• Task to carry out
A verbatim copy of every entry is required.

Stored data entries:
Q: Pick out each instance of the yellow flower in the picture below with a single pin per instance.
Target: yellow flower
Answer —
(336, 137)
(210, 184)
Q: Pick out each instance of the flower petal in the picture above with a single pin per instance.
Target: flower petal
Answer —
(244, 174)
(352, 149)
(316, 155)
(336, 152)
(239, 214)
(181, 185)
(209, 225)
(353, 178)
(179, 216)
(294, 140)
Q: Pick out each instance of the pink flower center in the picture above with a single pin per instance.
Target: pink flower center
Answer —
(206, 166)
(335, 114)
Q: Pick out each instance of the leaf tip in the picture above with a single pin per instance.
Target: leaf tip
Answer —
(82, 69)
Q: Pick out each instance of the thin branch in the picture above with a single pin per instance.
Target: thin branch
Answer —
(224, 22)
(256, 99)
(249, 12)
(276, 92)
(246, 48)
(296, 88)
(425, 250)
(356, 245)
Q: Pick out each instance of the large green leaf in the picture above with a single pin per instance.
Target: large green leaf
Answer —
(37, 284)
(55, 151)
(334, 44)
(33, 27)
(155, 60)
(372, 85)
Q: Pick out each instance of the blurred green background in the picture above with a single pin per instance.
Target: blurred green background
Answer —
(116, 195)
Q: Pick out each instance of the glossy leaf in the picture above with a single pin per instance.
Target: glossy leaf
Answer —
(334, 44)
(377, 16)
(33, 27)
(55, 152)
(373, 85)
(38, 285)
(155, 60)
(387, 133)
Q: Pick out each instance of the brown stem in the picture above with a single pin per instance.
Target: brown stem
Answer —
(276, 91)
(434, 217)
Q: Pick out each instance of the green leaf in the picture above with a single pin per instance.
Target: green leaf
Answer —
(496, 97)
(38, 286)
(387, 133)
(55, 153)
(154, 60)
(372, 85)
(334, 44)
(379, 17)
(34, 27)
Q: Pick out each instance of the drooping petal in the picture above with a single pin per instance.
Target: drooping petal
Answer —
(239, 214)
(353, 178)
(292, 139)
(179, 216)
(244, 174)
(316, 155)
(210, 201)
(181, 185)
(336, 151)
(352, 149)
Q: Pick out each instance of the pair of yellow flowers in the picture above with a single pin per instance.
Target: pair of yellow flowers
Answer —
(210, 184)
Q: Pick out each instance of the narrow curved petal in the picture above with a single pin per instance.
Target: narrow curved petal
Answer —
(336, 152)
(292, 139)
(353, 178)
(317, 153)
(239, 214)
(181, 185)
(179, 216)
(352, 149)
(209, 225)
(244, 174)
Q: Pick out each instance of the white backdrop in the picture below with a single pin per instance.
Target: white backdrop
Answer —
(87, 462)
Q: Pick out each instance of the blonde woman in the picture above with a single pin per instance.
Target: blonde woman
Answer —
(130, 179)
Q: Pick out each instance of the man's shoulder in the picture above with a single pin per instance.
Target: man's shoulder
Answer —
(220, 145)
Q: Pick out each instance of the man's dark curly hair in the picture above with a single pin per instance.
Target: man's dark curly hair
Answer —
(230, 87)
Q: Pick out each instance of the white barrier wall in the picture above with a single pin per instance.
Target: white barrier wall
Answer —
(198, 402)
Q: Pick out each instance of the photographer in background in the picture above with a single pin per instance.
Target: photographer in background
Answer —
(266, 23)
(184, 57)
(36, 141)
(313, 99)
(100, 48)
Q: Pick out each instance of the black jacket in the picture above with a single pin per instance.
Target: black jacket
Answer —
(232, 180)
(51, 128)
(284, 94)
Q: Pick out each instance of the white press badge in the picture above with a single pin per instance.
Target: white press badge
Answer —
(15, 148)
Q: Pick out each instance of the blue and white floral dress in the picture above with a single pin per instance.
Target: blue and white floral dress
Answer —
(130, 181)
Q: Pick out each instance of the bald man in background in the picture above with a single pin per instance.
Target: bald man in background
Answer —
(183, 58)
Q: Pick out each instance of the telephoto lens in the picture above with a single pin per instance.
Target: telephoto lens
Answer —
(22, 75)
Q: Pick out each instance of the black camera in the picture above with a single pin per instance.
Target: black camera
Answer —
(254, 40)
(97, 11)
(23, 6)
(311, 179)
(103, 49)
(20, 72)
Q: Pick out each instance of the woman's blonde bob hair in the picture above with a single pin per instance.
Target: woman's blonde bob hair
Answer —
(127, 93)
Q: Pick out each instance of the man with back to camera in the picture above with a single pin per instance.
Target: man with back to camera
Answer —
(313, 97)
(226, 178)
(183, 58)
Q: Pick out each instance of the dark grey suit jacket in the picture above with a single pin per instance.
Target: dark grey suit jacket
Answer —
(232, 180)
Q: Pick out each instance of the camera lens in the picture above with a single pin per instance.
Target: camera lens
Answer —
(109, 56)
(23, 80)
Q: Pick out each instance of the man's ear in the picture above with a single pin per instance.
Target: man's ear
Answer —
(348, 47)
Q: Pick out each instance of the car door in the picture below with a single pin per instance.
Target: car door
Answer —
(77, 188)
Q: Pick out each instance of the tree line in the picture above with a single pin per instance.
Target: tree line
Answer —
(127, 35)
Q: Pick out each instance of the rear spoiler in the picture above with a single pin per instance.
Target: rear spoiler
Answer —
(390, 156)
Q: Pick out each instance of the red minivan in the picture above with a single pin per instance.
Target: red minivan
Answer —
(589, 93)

• Answer for this exercise
Q: Pick out each instance of the yellow flower in the picture below with a single pin per instance.
Target: yellow flower
Answer —
(336, 137)
(210, 184)
Q: Pick out each instance of the flower petal in the picture above with a single pin per instance.
Target: flower petal
Answer —
(244, 174)
(352, 149)
(316, 155)
(336, 152)
(239, 214)
(181, 185)
(209, 225)
(353, 178)
(179, 216)
(294, 140)
Q: Pick out each instance of the pink flower center in the picture above with a single pin per instance.
Target: pink flower center
Answer —
(206, 166)
(335, 114)
Q: Pick out each instance of the leaf tip in the picture above with a single pin per instance.
Target: leaf tip
Answer —
(82, 69)
Q: Pick out each instance of the thin branch in the picture above with a single pin per instance.
Target: thin branch
Answer —
(224, 22)
(256, 99)
(249, 12)
(276, 92)
(246, 48)
(296, 88)
(425, 250)
(356, 245)
Q: Pick out each instance of the large green leaf in the picture above with a single pin per instance.
Target: large green leaf
Answer —
(37, 284)
(55, 151)
(334, 44)
(33, 27)
(155, 60)
(372, 85)
Q: Pick out each instance of the blurred green background in the picture above with a single pin per instance.
Target: blurred green background
Answer —
(116, 195)
Q: Pick out each instance of the glossy leaf in the picture above with a single pin per instance.
Target: glossy leaf
Answer —
(334, 44)
(377, 16)
(33, 27)
(55, 152)
(373, 85)
(38, 285)
(155, 60)
(387, 133)
Q: Pick out each instance of the brown stem in the picture above with a single pin per instance.
Target: brown stem
Answer —
(276, 91)
(434, 217)
Q: Pick out each instance of the green leaf in the picture above with a single pin per instance.
Target: green leaf
Answer —
(496, 97)
(38, 286)
(387, 133)
(55, 153)
(154, 60)
(372, 85)
(334, 44)
(379, 17)
(34, 27)
Q: Pick out each instance of the drooping petal in the picture above with a single pin per instance.
Target: drooping petal
Answer —
(239, 214)
(353, 178)
(292, 139)
(179, 216)
(244, 174)
(316, 155)
(210, 201)
(181, 185)
(336, 151)
(352, 149)
Q: Pick out each instance of the pair of yellow flowers in the picture above with a single pin per instance.
Target: pair of yellow flowers
Answer —
(210, 184)
Q: Pick out each instance of the narrow curved petal in the picture above with a single pin per instance.
Target: narrow curved petal
Answer —
(336, 152)
(292, 139)
(353, 178)
(317, 153)
(239, 214)
(181, 185)
(179, 216)
(352, 149)
(209, 225)
(244, 174)
Q: Pick out each instance of the white backdrop in the picture below with a single pin per instance.
Target: white backdrop
Answer —
(87, 462)
Q: Pick out each instance of the blonde woman in the picture above with a single pin per instance.
Target: blonde woman
Answer —
(130, 179)
Q: Pick out each instance of the man's shoulder in the picture above with a single pin per instance.
Target: man's shoulder
Answer —
(220, 145)
Q: Pick out each instance of the man's dark curly hair in the picture above with a single pin per instance.
Target: man's dark curly hair
Answer —
(230, 87)
Q: Pick out each instance of the white barrier wall in the picture above with a single pin per instance.
Target: white barrier wall
Answer —
(198, 402)
Q: Pick out each instance of the photographer in background in the picture above with a single pin per instance.
Target: photographer in background
Answer —
(266, 23)
(184, 57)
(36, 141)
(313, 99)
(100, 48)
Q: Pick out each instance of the black jacket in the picture above with a single pin per instance.
Target: black jacket
Answer —
(232, 180)
(51, 128)
(284, 94)
Q: Pick out each instance of the white press badge in the picture above with a single pin per instance.
Target: white press badge
Answer —
(15, 148)
Q: Pick out each instance of the blue and white floral dress in the picture above with a single pin per instance.
Target: blue and white floral dress
Answer —
(130, 181)
Q: Pick out each instance of the bald man in background in the picture above with a single pin per instance.
Target: bald man in background
Answer —
(183, 58)
Q: Pick out each instance of the telephoto lens in the picture above with a single pin per instance.
Target: telephoto lens
Answer —
(22, 75)
Q: Pick out each instance of the black camera in the picture above with a single pin per instance.
Target: black camera
Answer —
(254, 40)
(97, 11)
(23, 6)
(311, 179)
(103, 49)
(20, 72)
Q: Pick out each instance of the woman's blonde bob hair in the picture above with a single pin per instance.
Target: woman's blonde bob hair
Answer —
(127, 93)
Q: Pick out each instance of the man with back to camera in the picture above with a single pin per instance.
Target: man with back to camera
Answer —
(313, 97)
(226, 178)
(183, 58)
Q: Pick out each instance of the dark grey suit jacket in the picture above with a single pin per instance.
Target: dark grey suit jacket
Answer —
(232, 180)
Q: Pick out each instance of the camera lens in the picture above with a single pin per instance.
Target: camera lens
Answer —
(109, 56)
(23, 80)
Q: Pick out each instance of the man's ear in the picture above with a single pin per instance.
Target: man's ear
Answer —
(348, 47)
Q: Pick out each instance of the car door in the picture below with a single pin per instance.
Target: car door
Answer —
(77, 188)
Q: Pick out each instance of the tree line in the picture above with a single pin per instance.
Target: tree line
Answer —
(127, 35)
Q: Pick out each instance of the rear spoiler in the picture above with a single pin per instance.
Target: rear spoiler
Answer —
(390, 156)
Q: Pick out each instance of the red minivan in the picture above with a single pin per instance.
Target: red minivan
Answer —
(589, 93)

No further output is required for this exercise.